L’effet Eliza est un concept issu d’une expérience en intelligence artificielle datant des années 1960, conçu par le professeur Joseph Weizenbaum du MIT. Il a créé un programme informatique nommé ELIZA capable d’imiter une conversation en utilisant un traitement de texte très simple. Ce programme, souvent considéré comme l’un des premiers exemples de chatbot, utilisait des règles de transformation de texte pour répondre aux questions de manière qui semblait compréhensive, mais qui était en réalité superficielle.

Le concept de « l’effet Eliza » décrit la tendance des humains à attribuer des intentions, des sentiments et des pensées humaines à des conversations avec des machines, même lorsque les réponses sont générées par des scripts et des programmes informatiques. Cela repose sur la capacité humaine à chercher un sens même dans des réponses vides ou aléatoires.

Les robots conversationnels modernes, utilisant des modèles de langage avancés, reproduisent avec précision les « conventions sociales » telles que la politesse et peuvent exprimer une empathie qui semble réelle. Ce réalisme peut amener les utilisateurs à faire excessivement confiance à ces outils d’IA générative, à s’y attacher, ou même à les percevoir comme des humains. Cette relation peut pousser certaines personnes vulnérables à se tourner vers ces technologies pour un soutien psychosocial non prévu à cet effet, posant des risques pour la santé mentale (voir l’actualité du 29/03/2023).

Ainsi, nous pouvons dire qu’Eliza est en quelque sorte le premier chatbot qui a ouvert la voie à des développements plus sophistiqués dans les technologies de dialogue et d’interaction, tels que les assistants virtuels et les chatbots plus avancés comme GPT-4. Les systèmes d’IA modernes, comme les modèles de traitement du langage naturel, sont beaucoup plus complexes qu’ELIZA, utilisant des techniques telles que l’apprentissage profond pour générer des réponses pertinentes et contextuellement appropriées. Mais même si ces chatbots basés sur des LLM (Large Language Models) sont plus performants qu’Eliza, il n’en reste pas moins qu’ils ne comprennent rien à votre question ni à la réponse qu’ils vous feront. Ces modèles reposent sur l’affichage des mots les plus probables au regard de votre question. Ce sont en quelque sorte des modèles probabilistes sans aucune conscience ni dimension cognitive humaine.

D’un point de vue technologique, cela nous montre qu’il y a une certaine confusion entre l’intelligence artificielle faible et l’intelligence artificielle forte. L’IA faible est conçue pour effectuer des tâches spécifiques et n’a pas de conscience ou de compréhension propre. ELIZA en est un exemple typique : le programme pouvait mimer une conversation sans aucune compréhension du contenu des échanges. L’IA faible est très répandue et inclut la plupart des applications d’IA que nous utilisons aujourd’hui, comme les assistants vocaux, les systèmes de recommandation, et les chatbots. L’IA forte, d’autre part, est théorique pour la plupart et se réfère à une intelligence artificielle qui posséderait une conscience, une compréhension et des capacités de raisonnement comparables à celles de l’humain. Une telle IA pourrait comprendre et interpréter le monde de manière autonome. On retrouve une illustration de l’IA forte dans le film de Stanley Kubrick, « 2001 : l’Odyssée de l’espace », avec l’ordinateur Hal 9000 doté d’une capacité de réflexion et d’émotions…

L’effet Eliza peut amener les gens à percevoir à tort des systèmes d’IA faible comme s’ils étaient dotés d’une intelligence de type IA forte. Les utilisateurs peuvent attribuer à ces systèmes des capacités de pensée, de compréhension, et même d’empathie, qu’ils n’ont pas en réalité.
•••
*Consigne*.
Quelles applications d'IA faible l'extrait sur l'effet Eliza cite-t-il parmi celles que nous utilisons aujourd'hui ? Les données qui suivent n'ont aucun lien avec l'extrait.
•••
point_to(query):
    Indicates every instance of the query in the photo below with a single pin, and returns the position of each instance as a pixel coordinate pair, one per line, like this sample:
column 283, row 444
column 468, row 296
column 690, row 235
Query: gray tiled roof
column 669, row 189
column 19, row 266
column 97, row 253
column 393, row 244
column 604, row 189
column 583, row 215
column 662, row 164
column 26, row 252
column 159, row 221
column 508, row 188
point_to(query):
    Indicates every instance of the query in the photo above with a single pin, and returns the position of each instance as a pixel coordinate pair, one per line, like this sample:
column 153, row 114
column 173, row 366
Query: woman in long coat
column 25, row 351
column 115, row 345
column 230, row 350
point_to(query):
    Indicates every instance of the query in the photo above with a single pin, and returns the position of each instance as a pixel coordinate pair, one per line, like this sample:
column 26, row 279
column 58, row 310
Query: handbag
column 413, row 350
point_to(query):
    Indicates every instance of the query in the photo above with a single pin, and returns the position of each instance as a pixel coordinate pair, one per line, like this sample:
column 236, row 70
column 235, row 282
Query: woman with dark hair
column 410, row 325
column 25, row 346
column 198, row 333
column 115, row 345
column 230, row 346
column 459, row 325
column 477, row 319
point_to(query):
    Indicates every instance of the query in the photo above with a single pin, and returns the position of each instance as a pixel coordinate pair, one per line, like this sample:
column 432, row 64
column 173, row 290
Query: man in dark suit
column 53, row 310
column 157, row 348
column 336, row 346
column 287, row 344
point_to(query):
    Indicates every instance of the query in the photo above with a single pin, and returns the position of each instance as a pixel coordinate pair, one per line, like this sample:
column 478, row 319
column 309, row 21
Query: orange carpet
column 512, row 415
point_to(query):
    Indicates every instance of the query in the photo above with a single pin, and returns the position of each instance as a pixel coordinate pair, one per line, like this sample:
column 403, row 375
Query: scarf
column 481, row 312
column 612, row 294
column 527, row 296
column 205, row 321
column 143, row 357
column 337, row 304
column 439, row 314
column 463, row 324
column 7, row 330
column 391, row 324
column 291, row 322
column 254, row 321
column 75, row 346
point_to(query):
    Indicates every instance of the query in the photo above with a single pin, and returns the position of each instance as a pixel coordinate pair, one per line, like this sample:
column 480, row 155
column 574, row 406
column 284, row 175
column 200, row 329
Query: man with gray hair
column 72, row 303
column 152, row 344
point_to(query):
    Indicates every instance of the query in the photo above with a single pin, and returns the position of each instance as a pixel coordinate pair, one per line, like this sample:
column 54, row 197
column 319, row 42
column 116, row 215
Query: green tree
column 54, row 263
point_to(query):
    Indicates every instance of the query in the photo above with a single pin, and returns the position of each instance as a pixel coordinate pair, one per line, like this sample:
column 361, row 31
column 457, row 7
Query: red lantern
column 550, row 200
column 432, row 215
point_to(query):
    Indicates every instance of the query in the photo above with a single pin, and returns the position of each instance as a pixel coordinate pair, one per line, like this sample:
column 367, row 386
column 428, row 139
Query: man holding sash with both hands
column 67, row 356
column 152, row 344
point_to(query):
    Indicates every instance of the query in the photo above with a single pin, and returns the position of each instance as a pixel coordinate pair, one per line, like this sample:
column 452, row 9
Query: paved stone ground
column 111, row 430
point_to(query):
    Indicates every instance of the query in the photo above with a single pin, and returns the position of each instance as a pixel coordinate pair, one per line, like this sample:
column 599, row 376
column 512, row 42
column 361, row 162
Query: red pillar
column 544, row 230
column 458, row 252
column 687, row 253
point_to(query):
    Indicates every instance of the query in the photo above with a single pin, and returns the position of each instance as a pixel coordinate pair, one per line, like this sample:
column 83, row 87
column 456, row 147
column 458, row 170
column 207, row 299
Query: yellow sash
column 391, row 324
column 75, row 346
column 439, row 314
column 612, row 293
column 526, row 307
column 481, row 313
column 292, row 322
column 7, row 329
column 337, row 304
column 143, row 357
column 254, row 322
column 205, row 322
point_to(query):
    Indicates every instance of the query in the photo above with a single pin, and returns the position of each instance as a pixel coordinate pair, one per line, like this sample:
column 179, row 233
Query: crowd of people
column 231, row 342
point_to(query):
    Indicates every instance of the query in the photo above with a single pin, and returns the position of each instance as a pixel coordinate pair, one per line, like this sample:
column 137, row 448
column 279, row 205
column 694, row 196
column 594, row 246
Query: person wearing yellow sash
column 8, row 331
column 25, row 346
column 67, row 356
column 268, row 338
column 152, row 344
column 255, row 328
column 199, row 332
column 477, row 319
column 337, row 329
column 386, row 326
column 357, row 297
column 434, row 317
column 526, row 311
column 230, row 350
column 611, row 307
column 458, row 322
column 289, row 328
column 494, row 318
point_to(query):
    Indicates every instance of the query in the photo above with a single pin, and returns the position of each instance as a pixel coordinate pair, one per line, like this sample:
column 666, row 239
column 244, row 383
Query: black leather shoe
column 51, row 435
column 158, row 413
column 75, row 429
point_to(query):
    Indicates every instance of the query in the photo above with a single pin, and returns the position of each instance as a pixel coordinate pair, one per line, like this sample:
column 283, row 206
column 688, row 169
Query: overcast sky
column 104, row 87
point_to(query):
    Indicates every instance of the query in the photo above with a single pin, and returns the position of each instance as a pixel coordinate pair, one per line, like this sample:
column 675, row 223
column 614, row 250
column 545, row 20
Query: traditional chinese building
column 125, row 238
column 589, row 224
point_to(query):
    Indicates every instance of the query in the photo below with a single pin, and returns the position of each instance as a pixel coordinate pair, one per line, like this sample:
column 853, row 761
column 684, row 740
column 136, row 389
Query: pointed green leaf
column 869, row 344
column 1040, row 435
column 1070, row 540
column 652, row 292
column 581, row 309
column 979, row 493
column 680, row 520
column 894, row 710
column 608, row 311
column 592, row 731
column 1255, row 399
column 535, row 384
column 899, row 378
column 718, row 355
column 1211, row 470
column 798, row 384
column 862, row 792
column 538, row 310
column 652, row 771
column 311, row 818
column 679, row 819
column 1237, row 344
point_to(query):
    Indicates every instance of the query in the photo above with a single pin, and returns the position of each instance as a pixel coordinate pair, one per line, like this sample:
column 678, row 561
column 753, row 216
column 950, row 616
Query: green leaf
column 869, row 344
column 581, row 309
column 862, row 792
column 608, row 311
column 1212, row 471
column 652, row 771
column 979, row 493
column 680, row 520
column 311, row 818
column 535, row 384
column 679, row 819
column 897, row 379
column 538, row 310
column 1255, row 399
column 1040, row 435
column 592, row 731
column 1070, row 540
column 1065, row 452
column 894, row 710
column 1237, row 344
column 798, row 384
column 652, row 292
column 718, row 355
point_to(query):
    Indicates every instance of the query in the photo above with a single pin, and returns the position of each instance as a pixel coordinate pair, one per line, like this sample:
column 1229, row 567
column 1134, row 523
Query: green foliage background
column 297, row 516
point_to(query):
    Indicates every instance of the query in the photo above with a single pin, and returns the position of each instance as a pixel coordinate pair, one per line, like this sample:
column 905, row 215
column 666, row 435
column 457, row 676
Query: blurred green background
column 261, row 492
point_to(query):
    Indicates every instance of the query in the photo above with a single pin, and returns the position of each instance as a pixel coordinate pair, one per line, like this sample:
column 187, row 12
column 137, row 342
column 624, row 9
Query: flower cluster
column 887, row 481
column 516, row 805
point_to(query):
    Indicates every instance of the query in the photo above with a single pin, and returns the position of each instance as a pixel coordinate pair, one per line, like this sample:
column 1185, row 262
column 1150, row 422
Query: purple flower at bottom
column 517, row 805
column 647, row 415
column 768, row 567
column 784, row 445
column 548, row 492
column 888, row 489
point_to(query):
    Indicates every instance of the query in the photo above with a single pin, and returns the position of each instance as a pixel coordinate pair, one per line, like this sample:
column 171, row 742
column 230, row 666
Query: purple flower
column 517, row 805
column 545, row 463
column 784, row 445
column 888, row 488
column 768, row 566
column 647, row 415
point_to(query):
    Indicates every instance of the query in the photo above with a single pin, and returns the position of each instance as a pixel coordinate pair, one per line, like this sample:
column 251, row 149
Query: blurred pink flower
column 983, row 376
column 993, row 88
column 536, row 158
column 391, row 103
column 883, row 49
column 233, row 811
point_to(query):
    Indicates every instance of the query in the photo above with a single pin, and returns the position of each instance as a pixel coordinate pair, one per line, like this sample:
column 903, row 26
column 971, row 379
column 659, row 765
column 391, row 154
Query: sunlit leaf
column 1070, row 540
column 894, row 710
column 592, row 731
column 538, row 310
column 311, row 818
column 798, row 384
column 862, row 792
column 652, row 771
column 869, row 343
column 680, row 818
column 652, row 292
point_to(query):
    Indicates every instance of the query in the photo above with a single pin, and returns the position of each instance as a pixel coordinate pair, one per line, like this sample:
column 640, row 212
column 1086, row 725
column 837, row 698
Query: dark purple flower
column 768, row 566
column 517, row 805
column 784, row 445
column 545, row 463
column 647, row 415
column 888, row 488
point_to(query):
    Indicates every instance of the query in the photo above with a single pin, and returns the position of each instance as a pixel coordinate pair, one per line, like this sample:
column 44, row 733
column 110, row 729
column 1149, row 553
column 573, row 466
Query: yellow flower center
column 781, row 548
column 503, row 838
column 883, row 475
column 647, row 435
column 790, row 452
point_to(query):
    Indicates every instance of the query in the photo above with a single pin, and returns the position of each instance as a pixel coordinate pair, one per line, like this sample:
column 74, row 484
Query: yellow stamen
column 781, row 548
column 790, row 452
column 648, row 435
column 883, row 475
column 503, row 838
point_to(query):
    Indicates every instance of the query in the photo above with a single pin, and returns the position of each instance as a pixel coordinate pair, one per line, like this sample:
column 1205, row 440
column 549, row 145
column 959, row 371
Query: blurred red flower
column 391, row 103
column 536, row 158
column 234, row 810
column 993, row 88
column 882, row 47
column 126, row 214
•••
*Corrigé*.
- les assistants vocaux
- les systèmes de recommandation
- les chatbots